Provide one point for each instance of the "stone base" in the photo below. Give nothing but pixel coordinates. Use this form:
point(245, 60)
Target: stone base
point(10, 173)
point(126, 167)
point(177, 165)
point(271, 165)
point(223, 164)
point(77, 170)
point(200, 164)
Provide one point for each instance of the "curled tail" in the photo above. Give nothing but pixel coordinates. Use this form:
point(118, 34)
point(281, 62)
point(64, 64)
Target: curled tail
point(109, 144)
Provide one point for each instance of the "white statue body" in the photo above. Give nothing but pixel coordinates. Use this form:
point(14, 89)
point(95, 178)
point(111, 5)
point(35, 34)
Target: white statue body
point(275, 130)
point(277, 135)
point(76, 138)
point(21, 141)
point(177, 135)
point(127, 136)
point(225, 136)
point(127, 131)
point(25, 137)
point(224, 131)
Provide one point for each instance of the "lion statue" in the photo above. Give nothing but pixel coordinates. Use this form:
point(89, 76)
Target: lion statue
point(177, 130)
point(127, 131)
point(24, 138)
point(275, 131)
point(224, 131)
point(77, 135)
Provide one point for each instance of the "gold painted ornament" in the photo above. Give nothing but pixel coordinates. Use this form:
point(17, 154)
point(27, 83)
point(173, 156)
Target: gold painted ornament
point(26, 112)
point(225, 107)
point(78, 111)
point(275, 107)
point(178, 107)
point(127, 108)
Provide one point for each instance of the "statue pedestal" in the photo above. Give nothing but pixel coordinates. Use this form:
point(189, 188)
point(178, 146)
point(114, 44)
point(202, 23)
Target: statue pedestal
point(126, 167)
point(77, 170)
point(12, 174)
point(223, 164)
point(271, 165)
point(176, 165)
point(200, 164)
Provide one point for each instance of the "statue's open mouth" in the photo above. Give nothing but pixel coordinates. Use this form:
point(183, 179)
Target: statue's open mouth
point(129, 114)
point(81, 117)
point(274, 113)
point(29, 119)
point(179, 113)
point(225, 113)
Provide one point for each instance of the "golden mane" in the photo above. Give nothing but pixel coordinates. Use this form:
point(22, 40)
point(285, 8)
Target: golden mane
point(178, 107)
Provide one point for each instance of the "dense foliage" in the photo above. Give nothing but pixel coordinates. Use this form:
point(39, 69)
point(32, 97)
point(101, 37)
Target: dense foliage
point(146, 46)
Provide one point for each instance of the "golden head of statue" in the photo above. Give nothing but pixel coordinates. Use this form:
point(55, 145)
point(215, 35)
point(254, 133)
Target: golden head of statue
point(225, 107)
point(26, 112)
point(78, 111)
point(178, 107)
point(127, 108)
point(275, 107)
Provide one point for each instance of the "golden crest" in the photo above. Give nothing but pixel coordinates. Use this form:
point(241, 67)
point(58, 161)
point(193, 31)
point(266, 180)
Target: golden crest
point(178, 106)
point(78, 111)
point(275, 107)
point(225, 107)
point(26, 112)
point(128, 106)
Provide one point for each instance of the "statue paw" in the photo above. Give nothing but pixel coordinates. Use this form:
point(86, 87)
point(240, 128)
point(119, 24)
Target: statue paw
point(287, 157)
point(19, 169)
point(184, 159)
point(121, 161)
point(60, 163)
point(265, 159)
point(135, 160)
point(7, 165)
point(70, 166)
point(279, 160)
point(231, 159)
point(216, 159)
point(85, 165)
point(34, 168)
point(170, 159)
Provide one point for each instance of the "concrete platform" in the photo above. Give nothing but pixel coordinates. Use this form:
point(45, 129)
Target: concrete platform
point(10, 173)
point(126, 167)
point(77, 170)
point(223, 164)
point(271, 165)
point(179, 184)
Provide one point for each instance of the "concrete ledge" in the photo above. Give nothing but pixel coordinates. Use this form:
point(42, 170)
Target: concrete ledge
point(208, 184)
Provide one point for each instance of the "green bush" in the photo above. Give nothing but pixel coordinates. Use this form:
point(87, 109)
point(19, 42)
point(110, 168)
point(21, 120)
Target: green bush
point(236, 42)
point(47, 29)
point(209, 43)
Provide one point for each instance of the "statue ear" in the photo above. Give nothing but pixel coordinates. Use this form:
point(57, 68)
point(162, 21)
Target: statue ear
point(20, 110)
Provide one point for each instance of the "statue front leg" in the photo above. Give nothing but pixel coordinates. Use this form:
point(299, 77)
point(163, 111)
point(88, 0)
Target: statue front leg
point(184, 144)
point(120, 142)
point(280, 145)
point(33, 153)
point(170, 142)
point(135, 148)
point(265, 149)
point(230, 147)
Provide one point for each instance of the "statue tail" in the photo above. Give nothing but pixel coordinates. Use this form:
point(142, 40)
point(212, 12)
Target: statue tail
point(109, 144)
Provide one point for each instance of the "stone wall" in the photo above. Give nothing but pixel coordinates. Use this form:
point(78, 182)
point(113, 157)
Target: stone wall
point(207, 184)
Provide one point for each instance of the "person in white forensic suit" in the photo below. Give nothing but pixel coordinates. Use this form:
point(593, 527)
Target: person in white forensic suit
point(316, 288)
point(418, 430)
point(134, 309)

══════════════════════════════

■ **WRITTEN PROBLEM**: Copy every one of the rows above word for word, with nothing changed.

■ **COMPLETED EXERCISE**:
Provide one point for each instance of the "stone base" in the photo below. Give nothing but pixel coordinates. Use this form:
point(245, 60)
Target: stone base
point(10, 173)
point(126, 167)
point(177, 165)
point(271, 165)
point(223, 164)
point(77, 170)
point(200, 164)
Provide one point for each instance of the "curled tail" in the photo above. Give nothing but pixel coordinates. Use this form:
point(118, 34)
point(281, 62)
point(64, 64)
Target: curled tail
point(109, 144)
Provide one point for each instance of the "white statue body" in the photo above. Give nothing but pixel coordinates. Use this form:
point(14, 89)
point(95, 178)
point(111, 5)
point(35, 34)
Target: white statue body
point(275, 130)
point(277, 135)
point(76, 138)
point(21, 141)
point(177, 135)
point(127, 136)
point(225, 136)
point(127, 131)
point(25, 137)
point(224, 131)
Provide one point for each instance of the "lion statue" in the photo above. Give nothing but pixel coordinates. Use this form:
point(89, 76)
Target: lion statue
point(177, 130)
point(127, 131)
point(24, 138)
point(275, 131)
point(224, 131)
point(77, 135)
Provide one point for each instance of the "gold painted ornament" in the photo above. Give nothing but pixel coordinates. Use this form:
point(17, 154)
point(27, 83)
point(173, 156)
Target: gold painted ornament
point(26, 112)
point(225, 107)
point(78, 111)
point(275, 107)
point(178, 107)
point(127, 108)
Provide one point for each instance of the "statue pedestal" in the photo above. Give nothing but pixel coordinates. Use this form:
point(189, 188)
point(178, 146)
point(114, 44)
point(202, 23)
Target: statue pedestal
point(126, 167)
point(77, 170)
point(12, 174)
point(223, 164)
point(271, 165)
point(176, 165)
point(200, 164)
Provide one point for each instance of the "statue's open mouth" in the photo above. Give nothing but pixel coordinates. Use this form:
point(183, 179)
Target: statue's open mouth
point(129, 114)
point(81, 117)
point(274, 113)
point(29, 119)
point(179, 113)
point(225, 113)
Provide one point for each instance of the "golden mane" in the photo above. Give nothing but pixel coordinates. Use this form:
point(22, 40)
point(285, 8)
Target: golden mane
point(178, 107)
Provide one point for each instance of the "dense foliage" in the photo above. Give nothing but pixel coordinates. Use this form:
point(39, 69)
point(32, 97)
point(101, 37)
Target: dense foliage
point(146, 46)
Provide one point for each instance of the "golden head of statue" in the photo above. Give nothing but pixel coordinates. Use this form:
point(55, 145)
point(215, 35)
point(254, 133)
Target: golden head of statue
point(225, 107)
point(26, 112)
point(78, 111)
point(178, 107)
point(127, 108)
point(275, 107)
Provide one point for each instance of the "golden crest" in the photo above. Give nothing but pixel coordinates. Use this form:
point(241, 67)
point(58, 161)
point(193, 31)
point(266, 180)
Target: golden crest
point(178, 106)
point(78, 111)
point(275, 107)
point(225, 107)
point(26, 112)
point(128, 106)
Provide one point for each instance of the "statue paw" in the photo above. Give nothing but pixel coordinates. Use this form:
point(86, 87)
point(240, 128)
point(119, 24)
Target: statue paw
point(287, 157)
point(19, 169)
point(184, 159)
point(121, 161)
point(60, 163)
point(265, 159)
point(135, 160)
point(7, 165)
point(70, 166)
point(279, 160)
point(231, 159)
point(216, 159)
point(85, 165)
point(34, 168)
point(170, 159)
Provide one point for each instance of the "concrete platform" in the photo above. Give nothing but pixel coordinates. Use this form:
point(45, 129)
Target: concrete platform
point(10, 173)
point(126, 167)
point(77, 170)
point(223, 164)
point(271, 165)
point(179, 184)
Provide one point for each instance of the "concrete ledge" in the photo above. Give nothing but pixel coordinates. Use this form:
point(42, 170)
Target: concrete ledge
point(208, 184)
Provide one point for each instance of the "green bush" in the photo above. Give nothing but pixel coordinates. Use this form:
point(87, 109)
point(19, 42)
point(110, 168)
point(21, 120)
Target: green bush
point(236, 42)
point(47, 29)
point(209, 43)
Provide one point for each instance of the "statue ear" in the photo above. Give nothing but pixel coordinates. Use this form:
point(57, 68)
point(162, 21)
Target: statue ear
point(20, 110)
Provide one point for each instance of the "statue front leg" in the photo above. Give nothing but pixel coordinates. Use this form:
point(299, 77)
point(163, 111)
point(88, 0)
Target: statue front leg
point(184, 144)
point(120, 142)
point(280, 145)
point(33, 153)
point(170, 142)
point(135, 148)
point(265, 149)
point(230, 147)
Provide one point for each instance of the "statue tail" in the photo above. Give nothing but pixel coordinates. Use this form:
point(142, 40)
point(212, 12)
Target: statue tail
point(109, 144)
Provide one point for each instance of the "stone wall" in the photo above. Give nothing but pixel coordinates. Use this form:
point(78, 182)
point(113, 157)
Target: stone wall
point(207, 184)
Provide one point for each instance of the "person in white forensic suit" in the photo below. Give nothing but pixel coordinates. Use this form:
point(593, 527)
Target: person in white forensic suit
point(316, 288)
point(418, 430)
point(134, 309)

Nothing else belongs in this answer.